[start Records for this task]

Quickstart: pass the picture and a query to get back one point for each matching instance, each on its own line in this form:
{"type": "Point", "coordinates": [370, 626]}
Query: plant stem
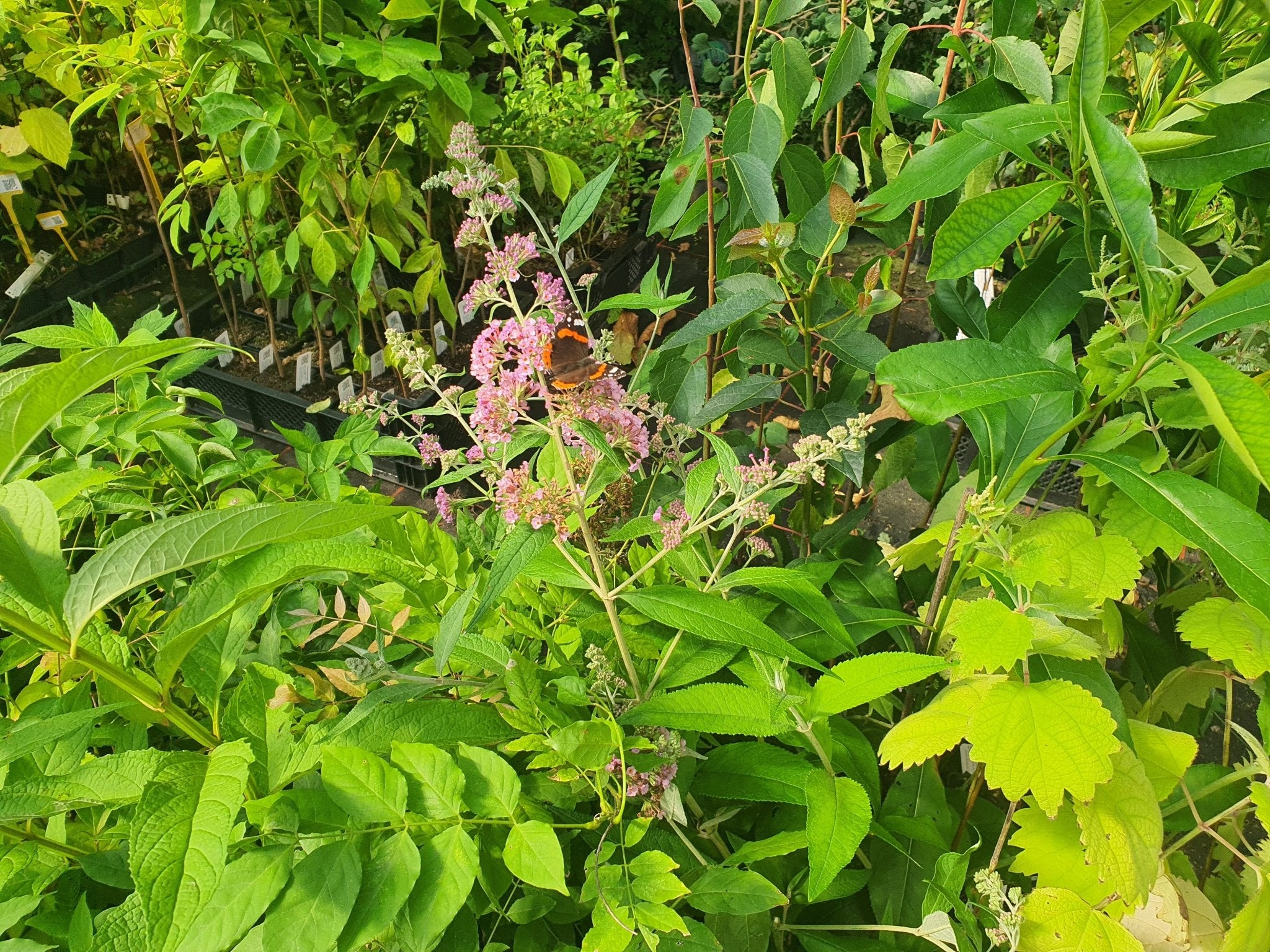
{"type": "Point", "coordinates": [116, 676]}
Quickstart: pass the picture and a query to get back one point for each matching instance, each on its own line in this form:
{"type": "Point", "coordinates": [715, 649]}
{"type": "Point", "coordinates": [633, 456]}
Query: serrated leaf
{"type": "Point", "coordinates": [988, 635]}
{"type": "Point", "coordinates": [1230, 631]}
{"type": "Point", "coordinates": [1059, 920]}
{"type": "Point", "coordinates": [1048, 738]}
{"type": "Point", "coordinates": [939, 726]}
{"type": "Point", "coordinates": [837, 821]}
{"type": "Point", "coordinates": [863, 679]}
{"type": "Point", "coordinates": [1122, 829]}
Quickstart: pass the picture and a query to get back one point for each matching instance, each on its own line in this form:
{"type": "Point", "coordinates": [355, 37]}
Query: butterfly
{"type": "Point", "coordinates": [568, 356]}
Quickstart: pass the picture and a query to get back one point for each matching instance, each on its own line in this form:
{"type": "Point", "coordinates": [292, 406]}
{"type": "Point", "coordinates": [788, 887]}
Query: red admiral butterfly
{"type": "Point", "coordinates": [568, 356]}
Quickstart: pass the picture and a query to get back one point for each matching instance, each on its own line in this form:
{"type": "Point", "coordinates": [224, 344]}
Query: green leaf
{"type": "Point", "coordinates": [1235, 537]}
{"type": "Point", "coordinates": [1021, 64]}
{"type": "Point", "coordinates": [260, 146]}
{"type": "Point", "coordinates": [184, 541]}
{"type": "Point", "coordinates": [990, 637]}
{"type": "Point", "coordinates": [863, 679]}
{"type": "Point", "coordinates": [362, 785]}
{"type": "Point", "coordinates": [179, 835]}
{"type": "Point", "coordinates": [1235, 305]}
{"type": "Point", "coordinates": [1059, 920]}
{"type": "Point", "coordinates": [1046, 738]}
{"type": "Point", "coordinates": [1165, 754]}
{"type": "Point", "coordinates": [709, 616]}
{"type": "Point", "coordinates": [1238, 408]}
{"type": "Point", "coordinates": [36, 398]}
{"type": "Point", "coordinates": [31, 546]}
{"type": "Point", "coordinates": [837, 821]}
{"type": "Point", "coordinates": [435, 783]}
{"type": "Point", "coordinates": [978, 231]}
{"type": "Point", "coordinates": [721, 708]}
{"type": "Point", "coordinates": [719, 316]}
{"type": "Point", "coordinates": [940, 380]}
{"type": "Point", "coordinates": [850, 59]}
{"type": "Point", "coordinates": [756, 772]}
{"type": "Point", "coordinates": [939, 726]}
{"type": "Point", "coordinates": [1230, 631]}
{"type": "Point", "coordinates": [447, 870]}
{"type": "Point", "coordinates": [316, 904]}
{"type": "Point", "coordinates": [47, 133]}
{"type": "Point", "coordinates": [386, 885]}
{"type": "Point", "coordinates": [533, 853]}
{"type": "Point", "coordinates": [794, 589]}
{"type": "Point", "coordinates": [323, 259]}
{"type": "Point", "coordinates": [582, 206]}
{"type": "Point", "coordinates": [1123, 182]}
{"type": "Point", "coordinates": [492, 787]}
{"type": "Point", "coordinates": [734, 891]}
{"type": "Point", "coordinates": [246, 890]}
{"type": "Point", "coordinates": [934, 172]}
{"type": "Point", "coordinates": [794, 75]}
{"type": "Point", "coordinates": [1122, 829]}
{"type": "Point", "coordinates": [362, 266]}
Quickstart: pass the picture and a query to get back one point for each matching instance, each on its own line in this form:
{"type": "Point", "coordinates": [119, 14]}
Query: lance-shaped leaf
{"type": "Point", "coordinates": [184, 541]}
{"type": "Point", "coordinates": [1235, 537]}
{"type": "Point", "coordinates": [35, 397]}
{"type": "Point", "coordinates": [709, 616]}
{"type": "Point", "coordinates": [179, 835]}
{"type": "Point", "coordinates": [940, 380]}
{"type": "Point", "coordinates": [1238, 408]}
{"type": "Point", "coordinates": [980, 230]}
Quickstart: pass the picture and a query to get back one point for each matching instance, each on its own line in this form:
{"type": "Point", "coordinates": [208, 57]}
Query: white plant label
{"type": "Point", "coordinates": [225, 358]}
{"type": "Point", "coordinates": [29, 277]}
{"type": "Point", "coordinates": [304, 369]}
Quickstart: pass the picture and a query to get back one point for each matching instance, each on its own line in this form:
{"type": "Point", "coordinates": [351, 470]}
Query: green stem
{"type": "Point", "coordinates": [141, 692]}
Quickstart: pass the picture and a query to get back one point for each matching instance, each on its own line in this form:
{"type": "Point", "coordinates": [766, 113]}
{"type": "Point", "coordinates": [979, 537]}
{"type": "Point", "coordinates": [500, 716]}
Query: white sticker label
{"type": "Point", "coordinates": [304, 369]}
{"type": "Point", "coordinates": [226, 357]}
{"type": "Point", "coordinates": [27, 278]}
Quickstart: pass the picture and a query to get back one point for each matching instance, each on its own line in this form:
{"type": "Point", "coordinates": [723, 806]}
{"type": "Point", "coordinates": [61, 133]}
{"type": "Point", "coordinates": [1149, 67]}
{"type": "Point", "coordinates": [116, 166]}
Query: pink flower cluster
{"type": "Point", "coordinates": [673, 521]}
{"type": "Point", "coordinates": [518, 498]}
{"type": "Point", "coordinates": [602, 404]}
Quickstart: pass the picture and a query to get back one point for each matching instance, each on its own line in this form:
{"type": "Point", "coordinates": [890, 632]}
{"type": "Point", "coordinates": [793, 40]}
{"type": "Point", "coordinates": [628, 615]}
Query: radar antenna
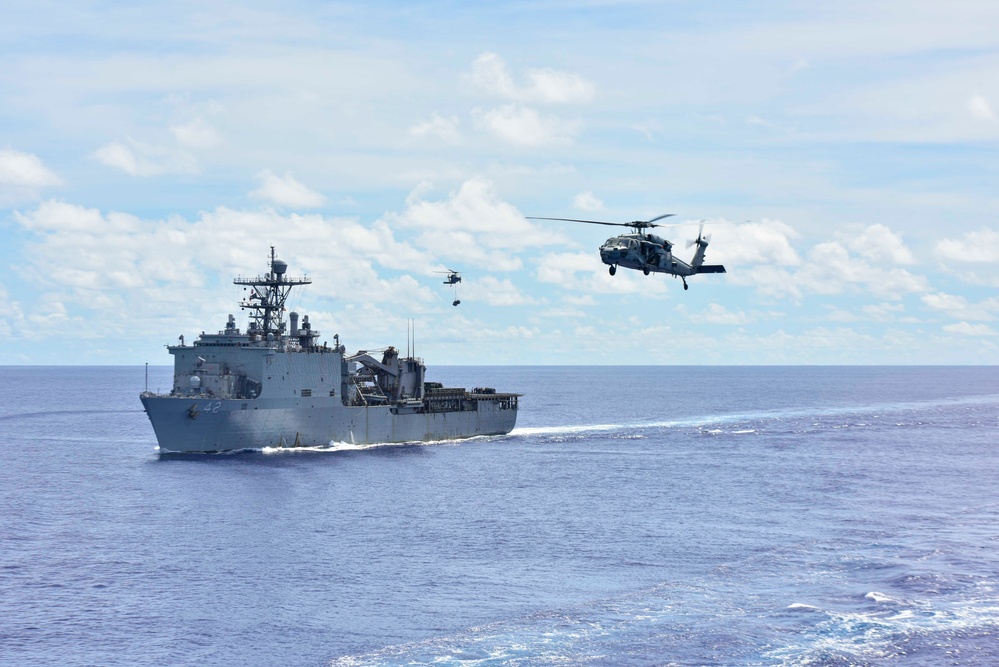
{"type": "Point", "coordinates": [267, 298]}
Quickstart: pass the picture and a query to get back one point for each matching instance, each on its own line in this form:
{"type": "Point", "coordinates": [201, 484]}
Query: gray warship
{"type": "Point", "coordinates": [275, 385]}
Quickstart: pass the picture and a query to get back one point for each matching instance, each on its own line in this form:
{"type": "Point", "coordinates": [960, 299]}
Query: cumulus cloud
{"type": "Point", "coordinates": [139, 159]}
{"type": "Point", "coordinates": [766, 242]}
{"type": "Point", "coordinates": [490, 74]}
{"type": "Point", "coordinates": [197, 134]}
{"type": "Point", "coordinates": [525, 126]}
{"type": "Point", "coordinates": [877, 242]}
{"type": "Point", "coordinates": [286, 191]}
{"type": "Point", "coordinates": [977, 246]}
{"type": "Point", "coordinates": [472, 225]}
{"type": "Point", "coordinates": [716, 313]}
{"type": "Point", "coordinates": [130, 273]}
{"type": "Point", "coordinates": [24, 171]}
{"type": "Point", "coordinates": [959, 308]}
{"type": "Point", "coordinates": [438, 127]}
{"type": "Point", "coordinates": [965, 329]}
{"type": "Point", "coordinates": [830, 269]}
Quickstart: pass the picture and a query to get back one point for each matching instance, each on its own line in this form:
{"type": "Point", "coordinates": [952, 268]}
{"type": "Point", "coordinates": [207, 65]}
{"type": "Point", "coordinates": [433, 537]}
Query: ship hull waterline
{"type": "Point", "coordinates": [183, 425]}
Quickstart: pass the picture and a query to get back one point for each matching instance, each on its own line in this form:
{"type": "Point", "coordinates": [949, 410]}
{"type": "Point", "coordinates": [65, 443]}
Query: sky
{"type": "Point", "coordinates": [845, 154]}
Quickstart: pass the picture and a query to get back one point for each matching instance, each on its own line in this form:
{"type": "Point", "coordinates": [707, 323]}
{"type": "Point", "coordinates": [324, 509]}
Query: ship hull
{"type": "Point", "coordinates": [189, 425]}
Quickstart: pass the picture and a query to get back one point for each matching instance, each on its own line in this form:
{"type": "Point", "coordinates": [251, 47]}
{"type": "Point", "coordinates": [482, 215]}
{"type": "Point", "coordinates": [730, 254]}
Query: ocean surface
{"type": "Point", "coordinates": [636, 516]}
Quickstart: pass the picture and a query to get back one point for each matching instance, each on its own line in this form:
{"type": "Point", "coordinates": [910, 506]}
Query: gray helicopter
{"type": "Point", "coordinates": [649, 253]}
{"type": "Point", "coordinates": [453, 278]}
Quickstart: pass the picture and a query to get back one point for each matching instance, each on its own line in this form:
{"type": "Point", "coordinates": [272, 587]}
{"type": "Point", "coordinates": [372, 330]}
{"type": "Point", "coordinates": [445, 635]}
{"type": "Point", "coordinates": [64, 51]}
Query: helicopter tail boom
{"type": "Point", "coordinates": [711, 268]}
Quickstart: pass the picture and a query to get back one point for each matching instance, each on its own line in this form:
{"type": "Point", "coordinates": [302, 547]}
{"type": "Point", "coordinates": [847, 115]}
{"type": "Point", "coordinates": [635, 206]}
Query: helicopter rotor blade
{"type": "Point", "coordinates": [592, 222]}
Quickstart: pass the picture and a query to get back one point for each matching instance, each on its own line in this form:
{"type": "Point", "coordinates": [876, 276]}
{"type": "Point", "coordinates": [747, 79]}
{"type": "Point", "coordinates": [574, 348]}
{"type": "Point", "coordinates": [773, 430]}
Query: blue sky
{"type": "Point", "coordinates": [150, 153]}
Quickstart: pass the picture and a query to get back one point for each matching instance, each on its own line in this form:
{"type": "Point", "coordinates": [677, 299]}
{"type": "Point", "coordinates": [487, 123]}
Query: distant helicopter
{"type": "Point", "coordinates": [453, 278]}
{"type": "Point", "coordinates": [650, 253]}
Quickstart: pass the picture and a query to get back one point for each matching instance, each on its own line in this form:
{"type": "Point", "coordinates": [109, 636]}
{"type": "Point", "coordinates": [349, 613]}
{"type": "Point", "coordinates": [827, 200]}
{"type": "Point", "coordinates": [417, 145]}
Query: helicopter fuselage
{"type": "Point", "coordinates": [644, 252]}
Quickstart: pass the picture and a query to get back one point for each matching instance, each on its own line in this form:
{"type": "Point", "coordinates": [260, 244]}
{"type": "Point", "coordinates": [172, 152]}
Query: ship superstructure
{"type": "Point", "coordinates": [275, 385]}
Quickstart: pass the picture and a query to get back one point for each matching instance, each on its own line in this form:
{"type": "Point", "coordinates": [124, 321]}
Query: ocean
{"type": "Point", "coordinates": [735, 516]}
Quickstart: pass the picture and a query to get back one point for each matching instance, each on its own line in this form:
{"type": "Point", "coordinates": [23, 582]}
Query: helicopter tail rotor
{"type": "Point", "coordinates": [701, 238]}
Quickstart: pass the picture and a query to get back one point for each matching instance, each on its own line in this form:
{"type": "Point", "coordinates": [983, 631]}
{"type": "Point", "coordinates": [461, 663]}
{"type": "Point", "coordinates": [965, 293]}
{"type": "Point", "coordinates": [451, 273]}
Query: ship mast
{"type": "Point", "coordinates": [266, 300]}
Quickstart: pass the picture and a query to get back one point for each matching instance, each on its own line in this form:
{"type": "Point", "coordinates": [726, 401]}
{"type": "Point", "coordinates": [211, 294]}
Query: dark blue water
{"type": "Point", "coordinates": [637, 516]}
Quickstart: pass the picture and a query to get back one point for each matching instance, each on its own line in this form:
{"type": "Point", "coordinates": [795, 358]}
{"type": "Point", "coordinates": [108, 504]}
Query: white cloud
{"type": "Point", "coordinates": [830, 270]}
{"type": "Point", "coordinates": [960, 308]}
{"type": "Point", "coordinates": [965, 329]}
{"type": "Point", "coordinates": [978, 246]}
{"type": "Point", "coordinates": [24, 171]}
{"type": "Point", "coordinates": [524, 126]}
{"type": "Point", "coordinates": [139, 159]}
{"type": "Point", "coordinates": [286, 191]}
{"type": "Point", "coordinates": [548, 85]}
{"type": "Point", "coordinates": [472, 226]}
{"type": "Point", "coordinates": [586, 201]}
{"type": "Point", "coordinates": [494, 292]}
{"type": "Point", "coordinates": [583, 273]}
{"type": "Point", "coordinates": [491, 74]}
{"type": "Point", "coordinates": [197, 134]}
{"type": "Point", "coordinates": [980, 109]}
{"type": "Point", "coordinates": [438, 127]}
{"type": "Point", "coordinates": [716, 313]}
{"type": "Point", "coordinates": [766, 242]}
{"type": "Point", "coordinates": [130, 273]}
{"type": "Point", "coordinates": [877, 242]}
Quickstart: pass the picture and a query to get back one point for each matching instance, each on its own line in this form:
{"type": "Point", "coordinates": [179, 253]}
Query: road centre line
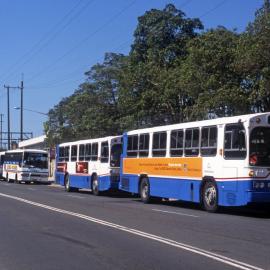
{"type": "Point", "coordinates": [167, 241]}
{"type": "Point", "coordinates": [75, 196]}
{"type": "Point", "coordinates": [176, 213]}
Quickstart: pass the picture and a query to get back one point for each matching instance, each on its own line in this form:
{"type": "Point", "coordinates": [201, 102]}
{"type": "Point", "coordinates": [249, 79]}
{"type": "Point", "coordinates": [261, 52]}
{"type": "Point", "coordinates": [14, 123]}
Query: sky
{"type": "Point", "coordinates": [50, 44]}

[end Records for this task]

▶ [Requirements] Filter the data above, copying each line that contains the string "leaf". Treat uppercase and lowercase as distinct.

▶ [Final answer]
Query: serrated leaf
Query: green leaf
Query: lance-shaped leaf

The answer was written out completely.